═══ THE INPUT ═══
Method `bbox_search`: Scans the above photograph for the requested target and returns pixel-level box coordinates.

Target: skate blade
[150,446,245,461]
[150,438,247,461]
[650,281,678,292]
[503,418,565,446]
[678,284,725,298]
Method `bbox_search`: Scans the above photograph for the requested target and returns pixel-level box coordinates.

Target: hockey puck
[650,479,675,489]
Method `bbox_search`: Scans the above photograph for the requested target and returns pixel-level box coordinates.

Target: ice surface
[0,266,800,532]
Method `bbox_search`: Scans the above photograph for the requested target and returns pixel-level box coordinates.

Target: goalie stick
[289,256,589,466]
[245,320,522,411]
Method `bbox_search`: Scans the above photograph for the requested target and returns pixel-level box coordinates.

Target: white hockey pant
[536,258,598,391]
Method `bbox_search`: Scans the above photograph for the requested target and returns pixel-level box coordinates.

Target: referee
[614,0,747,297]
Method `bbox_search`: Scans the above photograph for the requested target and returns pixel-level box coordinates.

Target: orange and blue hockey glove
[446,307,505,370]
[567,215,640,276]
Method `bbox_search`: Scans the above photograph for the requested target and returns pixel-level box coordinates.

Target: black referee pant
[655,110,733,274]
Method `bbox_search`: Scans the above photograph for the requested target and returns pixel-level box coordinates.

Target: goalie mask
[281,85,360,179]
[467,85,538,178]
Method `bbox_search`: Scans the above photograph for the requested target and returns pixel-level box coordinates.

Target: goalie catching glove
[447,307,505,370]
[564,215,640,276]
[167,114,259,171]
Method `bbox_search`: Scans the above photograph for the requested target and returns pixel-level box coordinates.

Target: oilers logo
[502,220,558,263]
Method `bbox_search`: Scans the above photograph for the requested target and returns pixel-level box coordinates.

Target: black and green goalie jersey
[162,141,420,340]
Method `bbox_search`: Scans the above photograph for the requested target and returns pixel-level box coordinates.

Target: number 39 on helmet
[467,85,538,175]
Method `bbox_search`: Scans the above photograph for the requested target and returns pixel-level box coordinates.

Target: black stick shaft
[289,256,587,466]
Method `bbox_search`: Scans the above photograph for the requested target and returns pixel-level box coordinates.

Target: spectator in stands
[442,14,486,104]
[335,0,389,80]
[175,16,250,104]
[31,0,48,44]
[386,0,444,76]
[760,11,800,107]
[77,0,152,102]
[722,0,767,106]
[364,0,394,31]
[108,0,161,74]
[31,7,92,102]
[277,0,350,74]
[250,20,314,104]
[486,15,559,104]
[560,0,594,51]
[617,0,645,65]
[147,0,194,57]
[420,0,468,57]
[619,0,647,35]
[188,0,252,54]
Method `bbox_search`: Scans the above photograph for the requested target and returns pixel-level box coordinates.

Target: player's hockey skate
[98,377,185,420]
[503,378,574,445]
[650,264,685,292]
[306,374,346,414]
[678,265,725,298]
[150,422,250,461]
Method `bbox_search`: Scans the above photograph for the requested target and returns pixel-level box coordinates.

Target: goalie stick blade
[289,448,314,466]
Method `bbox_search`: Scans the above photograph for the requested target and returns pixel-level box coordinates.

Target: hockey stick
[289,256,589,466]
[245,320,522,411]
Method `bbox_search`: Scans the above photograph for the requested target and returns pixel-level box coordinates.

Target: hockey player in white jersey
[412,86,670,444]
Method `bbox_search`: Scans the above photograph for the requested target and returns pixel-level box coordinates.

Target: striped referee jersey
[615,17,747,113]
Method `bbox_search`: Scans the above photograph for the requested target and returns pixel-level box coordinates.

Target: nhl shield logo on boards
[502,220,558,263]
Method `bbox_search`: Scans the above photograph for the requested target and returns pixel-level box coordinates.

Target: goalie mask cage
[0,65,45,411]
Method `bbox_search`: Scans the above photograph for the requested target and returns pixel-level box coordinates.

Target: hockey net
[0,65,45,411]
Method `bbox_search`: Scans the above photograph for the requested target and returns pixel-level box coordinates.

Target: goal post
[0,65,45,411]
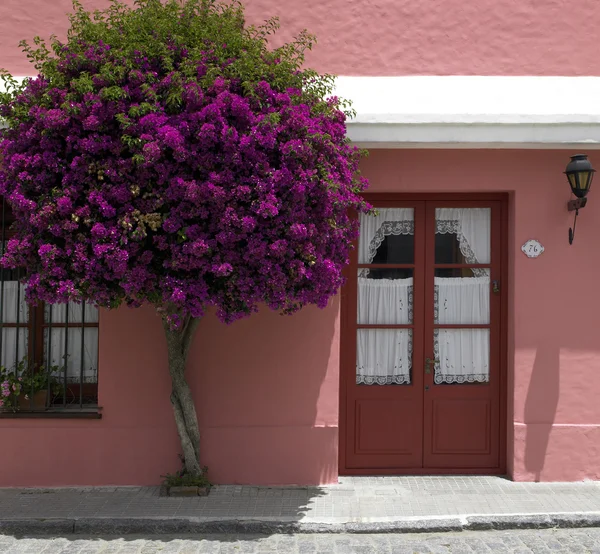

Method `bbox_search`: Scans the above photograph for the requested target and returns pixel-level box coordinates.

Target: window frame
[0,197,101,419]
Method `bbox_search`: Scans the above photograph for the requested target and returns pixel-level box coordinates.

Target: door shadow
[524,341,560,481]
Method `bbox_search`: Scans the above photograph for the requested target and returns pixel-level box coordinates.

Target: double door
[341,200,504,474]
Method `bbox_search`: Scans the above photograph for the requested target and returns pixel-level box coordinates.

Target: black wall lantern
[565,154,596,244]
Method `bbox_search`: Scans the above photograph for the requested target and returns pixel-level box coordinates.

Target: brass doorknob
[425,358,439,373]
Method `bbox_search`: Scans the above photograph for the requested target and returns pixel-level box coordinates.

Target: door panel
[342,202,425,469]
[423,202,501,468]
[342,194,503,474]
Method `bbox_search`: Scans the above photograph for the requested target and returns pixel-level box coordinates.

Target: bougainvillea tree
[0,0,368,475]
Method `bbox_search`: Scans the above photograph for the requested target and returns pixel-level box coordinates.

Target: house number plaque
[521,239,544,258]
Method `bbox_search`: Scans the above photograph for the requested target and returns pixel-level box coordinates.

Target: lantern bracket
[569,207,585,244]
[567,198,587,212]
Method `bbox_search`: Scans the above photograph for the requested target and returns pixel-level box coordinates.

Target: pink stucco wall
[0,0,600,75]
[0,299,339,486]
[0,150,600,480]
[0,0,600,486]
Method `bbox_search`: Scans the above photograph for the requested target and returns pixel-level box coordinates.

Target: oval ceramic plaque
[521,239,544,258]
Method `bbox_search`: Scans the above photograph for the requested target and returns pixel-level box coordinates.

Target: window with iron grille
[0,200,98,416]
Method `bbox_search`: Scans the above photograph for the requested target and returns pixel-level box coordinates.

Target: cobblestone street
[0,529,600,554]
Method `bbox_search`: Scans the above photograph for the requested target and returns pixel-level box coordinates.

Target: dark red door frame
[339,193,508,475]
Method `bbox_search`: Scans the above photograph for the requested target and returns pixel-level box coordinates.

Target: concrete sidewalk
[0,476,600,535]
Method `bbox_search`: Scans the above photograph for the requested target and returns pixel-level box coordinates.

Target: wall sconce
[565,154,596,244]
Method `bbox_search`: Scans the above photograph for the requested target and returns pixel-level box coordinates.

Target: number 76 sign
[521,239,544,258]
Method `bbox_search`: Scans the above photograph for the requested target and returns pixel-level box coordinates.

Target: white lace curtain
[0,281,29,368]
[0,281,98,383]
[356,208,491,384]
[356,277,413,385]
[44,303,98,383]
[434,276,490,384]
[358,208,415,264]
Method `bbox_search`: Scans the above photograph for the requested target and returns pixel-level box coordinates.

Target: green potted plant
[0,360,61,411]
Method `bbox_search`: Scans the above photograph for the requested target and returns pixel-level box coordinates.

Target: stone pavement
[5,529,600,554]
[0,476,600,534]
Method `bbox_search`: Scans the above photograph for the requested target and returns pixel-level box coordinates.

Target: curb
[0,513,600,536]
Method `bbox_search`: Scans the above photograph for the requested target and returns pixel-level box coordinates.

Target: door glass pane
[435,208,492,264]
[434,329,490,385]
[356,329,412,385]
[357,268,413,325]
[358,208,415,264]
[433,269,490,325]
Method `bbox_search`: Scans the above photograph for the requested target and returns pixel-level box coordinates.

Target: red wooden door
[340,193,505,474]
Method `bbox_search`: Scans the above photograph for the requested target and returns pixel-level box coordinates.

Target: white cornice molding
[335,76,600,149]
[7,76,600,150]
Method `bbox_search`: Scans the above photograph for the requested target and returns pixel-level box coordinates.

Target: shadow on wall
[524,341,560,481]
[187,297,339,485]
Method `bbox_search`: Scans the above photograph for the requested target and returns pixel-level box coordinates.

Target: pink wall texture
[0,150,600,480]
[0,0,600,75]
[0,0,600,486]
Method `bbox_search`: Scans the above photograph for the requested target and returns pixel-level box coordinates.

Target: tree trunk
[163,310,202,476]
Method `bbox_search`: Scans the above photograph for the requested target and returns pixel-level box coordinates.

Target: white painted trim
[335,76,600,150]
[5,76,600,150]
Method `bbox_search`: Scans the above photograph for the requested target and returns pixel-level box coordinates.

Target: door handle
[425,358,439,374]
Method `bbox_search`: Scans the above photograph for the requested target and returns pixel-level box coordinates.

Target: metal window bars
[0,199,98,412]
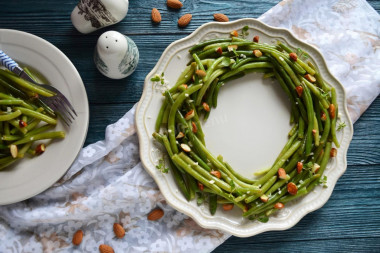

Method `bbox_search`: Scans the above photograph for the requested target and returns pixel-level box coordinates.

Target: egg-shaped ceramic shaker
[94,31,139,79]
[71,0,129,33]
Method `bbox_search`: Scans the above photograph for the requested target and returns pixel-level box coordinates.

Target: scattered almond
[253,49,263,57]
[72,230,83,246]
[148,208,164,221]
[287,182,298,195]
[185,110,195,120]
[178,13,193,27]
[195,69,206,78]
[277,168,287,179]
[230,30,239,37]
[214,13,230,22]
[113,223,125,238]
[34,143,46,155]
[305,74,317,83]
[289,53,298,61]
[175,132,185,139]
[99,244,115,253]
[274,202,284,209]
[202,102,210,112]
[181,143,191,152]
[191,121,198,133]
[166,0,183,9]
[223,204,234,211]
[152,8,162,24]
[297,162,303,174]
[18,120,28,128]
[296,85,303,97]
[9,144,18,158]
[210,170,222,178]
[260,195,269,203]
[329,104,335,119]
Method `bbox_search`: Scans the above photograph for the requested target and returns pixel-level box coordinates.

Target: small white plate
[0,29,89,205]
[136,19,353,237]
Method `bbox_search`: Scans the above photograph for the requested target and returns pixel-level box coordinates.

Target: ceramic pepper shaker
[94,31,139,79]
[71,0,129,33]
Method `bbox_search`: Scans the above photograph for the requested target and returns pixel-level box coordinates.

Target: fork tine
[50,103,70,126]
[59,93,78,116]
[55,97,75,120]
[52,100,73,125]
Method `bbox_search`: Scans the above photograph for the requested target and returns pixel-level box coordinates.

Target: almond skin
[99,244,115,253]
[178,13,193,27]
[72,230,83,246]
[148,208,164,221]
[166,0,183,9]
[113,223,125,238]
[152,8,162,24]
[214,13,230,22]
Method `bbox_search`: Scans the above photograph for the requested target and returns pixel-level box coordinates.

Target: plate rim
[135,18,353,237]
[0,29,90,206]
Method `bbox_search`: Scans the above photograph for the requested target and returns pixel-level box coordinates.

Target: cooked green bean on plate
[151,27,339,222]
[0,68,65,170]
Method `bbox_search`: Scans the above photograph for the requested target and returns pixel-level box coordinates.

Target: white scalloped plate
[0,29,89,205]
[136,19,353,237]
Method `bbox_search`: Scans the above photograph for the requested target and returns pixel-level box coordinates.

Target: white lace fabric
[0,0,380,252]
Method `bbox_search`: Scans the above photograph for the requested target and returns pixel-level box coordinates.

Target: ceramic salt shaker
[71,0,129,33]
[94,31,139,79]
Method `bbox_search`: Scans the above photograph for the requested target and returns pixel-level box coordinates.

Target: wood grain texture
[0,0,380,252]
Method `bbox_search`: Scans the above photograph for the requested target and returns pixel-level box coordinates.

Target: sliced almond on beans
[274,202,285,209]
[289,53,298,61]
[210,170,222,178]
[277,168,287,179]
[223,204,234,211]
[305,74,317,83]
[181,143,191,152]
[185,110,195,120]
[287,182,298,195]
[330,148,338,157]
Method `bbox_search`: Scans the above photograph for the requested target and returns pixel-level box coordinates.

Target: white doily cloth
[0,0,380,253]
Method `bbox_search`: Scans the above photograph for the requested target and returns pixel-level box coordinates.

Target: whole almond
[148,208,164,221]
[113,223,125,238]
[72,230,83,245]
[99,244,115,253]
[152,8,161,23]
[166,0,183,9]
[178,13,193,27]
[214,13,230,22]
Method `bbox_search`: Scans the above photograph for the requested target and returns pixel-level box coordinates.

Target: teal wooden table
[0,0,380,252]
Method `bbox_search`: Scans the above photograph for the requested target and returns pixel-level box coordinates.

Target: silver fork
[0,50,78,126]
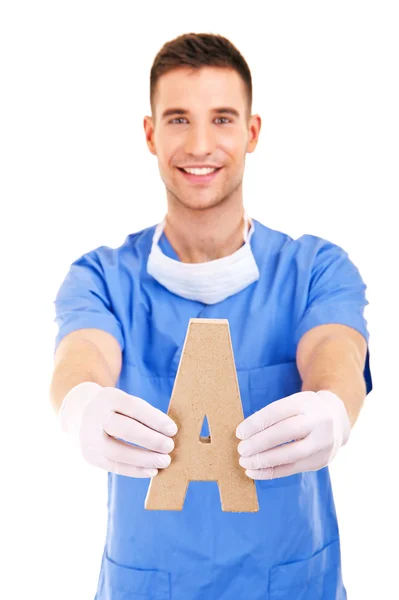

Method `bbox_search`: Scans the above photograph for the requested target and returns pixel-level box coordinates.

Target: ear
[247,115,262,153]
[143,116,156,155]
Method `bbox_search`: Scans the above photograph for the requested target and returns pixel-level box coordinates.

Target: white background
[0,0,399,600]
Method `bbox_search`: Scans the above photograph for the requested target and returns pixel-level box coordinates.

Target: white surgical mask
[147,213,259,304]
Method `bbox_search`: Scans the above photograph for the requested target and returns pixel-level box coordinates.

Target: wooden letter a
[145,319,259,512]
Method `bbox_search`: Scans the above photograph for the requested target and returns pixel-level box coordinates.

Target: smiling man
[51,34,372,600]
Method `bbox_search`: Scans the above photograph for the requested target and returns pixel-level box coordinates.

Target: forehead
[157,67,245,112]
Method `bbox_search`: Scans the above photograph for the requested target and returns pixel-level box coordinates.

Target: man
[51,34,372,600]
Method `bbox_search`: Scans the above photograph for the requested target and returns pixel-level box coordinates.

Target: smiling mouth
[177,167,223,184]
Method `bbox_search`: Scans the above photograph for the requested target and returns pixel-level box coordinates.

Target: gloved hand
[59,382,177,477]
[236,390,350,479]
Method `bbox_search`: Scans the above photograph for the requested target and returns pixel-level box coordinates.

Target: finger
[98,433,171,469]
[239,437,320,469]
[103,412,175,454]
[245,451,328,479]
[237,415,312,457]
[104,388,177,435]
[82,449,158,479]
[237,415,312,457]
[236,392,302,440]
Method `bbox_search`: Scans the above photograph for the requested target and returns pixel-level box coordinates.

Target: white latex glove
[236,390,350,479]
[59,382,177,477]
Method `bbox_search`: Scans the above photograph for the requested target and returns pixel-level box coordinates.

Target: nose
[185,126,215,156]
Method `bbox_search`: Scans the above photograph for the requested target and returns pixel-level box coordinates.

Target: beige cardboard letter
[145,319,259,512]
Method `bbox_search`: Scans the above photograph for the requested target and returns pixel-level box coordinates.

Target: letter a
[145,319,259,512]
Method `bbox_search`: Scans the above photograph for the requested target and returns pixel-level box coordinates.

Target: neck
[164,204,250,263]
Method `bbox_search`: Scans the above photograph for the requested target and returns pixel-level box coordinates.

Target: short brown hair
[150,33,252,118]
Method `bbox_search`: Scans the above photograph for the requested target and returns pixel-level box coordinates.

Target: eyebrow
[161,106,240,119]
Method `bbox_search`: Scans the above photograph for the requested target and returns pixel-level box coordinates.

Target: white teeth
[183,167,216,175]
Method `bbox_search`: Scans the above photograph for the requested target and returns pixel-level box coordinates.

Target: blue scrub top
[55,219,372,600]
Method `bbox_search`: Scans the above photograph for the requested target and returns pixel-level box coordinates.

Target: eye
[169,117,185,123]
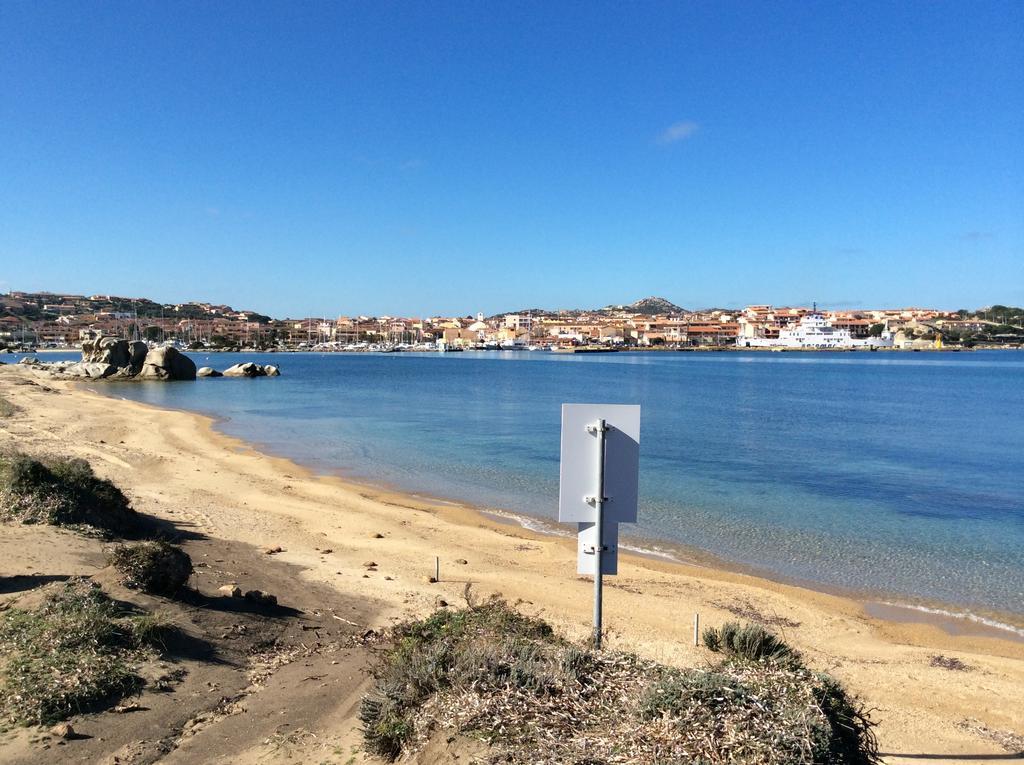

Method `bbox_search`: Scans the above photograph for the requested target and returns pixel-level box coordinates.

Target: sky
[0,0,1024,316]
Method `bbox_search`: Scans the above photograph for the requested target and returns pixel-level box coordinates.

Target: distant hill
[603,297,689,315]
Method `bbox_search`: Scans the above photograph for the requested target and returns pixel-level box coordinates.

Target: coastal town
[0,291,1024,352]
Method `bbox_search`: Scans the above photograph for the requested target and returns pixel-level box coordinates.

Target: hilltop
[601,296,689,316]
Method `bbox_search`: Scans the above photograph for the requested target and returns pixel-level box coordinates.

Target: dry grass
[360,600,878,765]
[0,395,18,417]
[110,542,193,595]
[0,452,138,534]
[0,580,167,725]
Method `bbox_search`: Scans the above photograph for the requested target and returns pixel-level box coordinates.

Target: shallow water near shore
[25,351,1024,614]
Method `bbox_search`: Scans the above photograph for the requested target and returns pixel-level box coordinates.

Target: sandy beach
[0,366,1024,763]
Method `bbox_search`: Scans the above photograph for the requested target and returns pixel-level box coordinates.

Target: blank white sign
[558,403,640,524]
[577,522,618,576]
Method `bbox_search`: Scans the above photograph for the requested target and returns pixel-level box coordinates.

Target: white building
[736,313,893,350]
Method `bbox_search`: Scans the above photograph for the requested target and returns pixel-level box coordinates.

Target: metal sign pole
[587,418,608,648]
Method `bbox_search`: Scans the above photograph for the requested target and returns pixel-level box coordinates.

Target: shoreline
[0,368,1024,763]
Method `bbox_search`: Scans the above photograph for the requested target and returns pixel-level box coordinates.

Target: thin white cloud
[657,120,700,145]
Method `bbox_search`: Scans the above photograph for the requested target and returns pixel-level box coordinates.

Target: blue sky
[0,0,1024,315]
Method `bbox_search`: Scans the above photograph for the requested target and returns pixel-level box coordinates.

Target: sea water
[28,351,1024,614]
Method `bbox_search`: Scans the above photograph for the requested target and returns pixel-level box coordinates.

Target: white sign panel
[577,522,618,576]
[558,403,640,526]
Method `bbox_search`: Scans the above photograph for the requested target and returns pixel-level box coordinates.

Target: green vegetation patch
[701,622,800,666]
[0,580,162,725]
[360,600,879,765]
[0,452,138,534]
[111,542,193,595]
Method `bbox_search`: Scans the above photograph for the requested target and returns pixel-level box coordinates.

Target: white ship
[736,313,893,350]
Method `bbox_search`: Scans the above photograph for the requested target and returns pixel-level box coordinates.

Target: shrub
[702,622,799,663]
[359,600,878,765]
[0,580,169,725]
[0,452,138,534]
[110,542,193,595]
[0,395,18,417]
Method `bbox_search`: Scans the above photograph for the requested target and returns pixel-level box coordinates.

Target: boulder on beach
[57,362,118,380]
[82,337,132,367]
[138,345,196,380]
[128,340,150,375]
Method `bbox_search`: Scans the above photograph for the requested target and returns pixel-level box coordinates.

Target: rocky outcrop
[82,337,133,368]
[62,362,118,380]
[138,345,196,380]
[224,362,281,377]
[128,340,150,375]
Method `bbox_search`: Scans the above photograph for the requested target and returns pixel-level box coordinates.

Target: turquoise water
[28,351,1024,614]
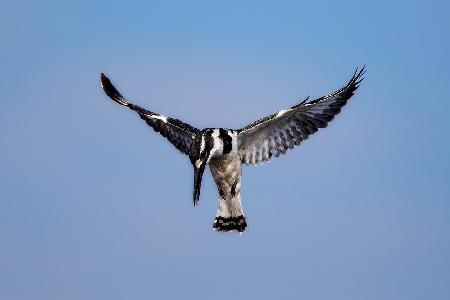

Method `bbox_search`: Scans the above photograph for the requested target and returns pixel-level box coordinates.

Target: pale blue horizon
[0,0,450,300]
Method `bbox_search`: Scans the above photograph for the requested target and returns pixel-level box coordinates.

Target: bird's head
[189,129,218,205]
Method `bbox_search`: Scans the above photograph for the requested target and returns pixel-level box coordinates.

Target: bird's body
[101,68,365,232]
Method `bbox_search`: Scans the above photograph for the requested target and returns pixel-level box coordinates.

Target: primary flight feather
[101,67,365,232]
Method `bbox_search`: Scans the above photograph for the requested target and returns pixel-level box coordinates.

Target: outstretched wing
[238,67,366,165]
[101,73,199,155]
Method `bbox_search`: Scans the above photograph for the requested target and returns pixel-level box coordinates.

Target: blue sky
[0,0,450,300]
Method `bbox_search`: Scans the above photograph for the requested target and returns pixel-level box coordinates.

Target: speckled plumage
[101,68,365,232]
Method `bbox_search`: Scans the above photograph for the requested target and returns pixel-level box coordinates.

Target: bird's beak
[194,161,206,206]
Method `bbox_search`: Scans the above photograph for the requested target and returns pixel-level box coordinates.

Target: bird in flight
═══
| THE EXERCISE |
Render everything from the first line of the material down to the line containing "[678,284,725,298]" as a numbered list, leaving out blank lines.

| TASK ANSWER |
1. Method `bbox_search`: Scans the above photograph for the requested target and returns pixel-level box coordinates.
2. Target: skate blade
3. [150,446,245,461]
4. [150,438,247,461]
5. [650,281,678,292]
6. [503,418,565,446]
7. [678,284,725,298]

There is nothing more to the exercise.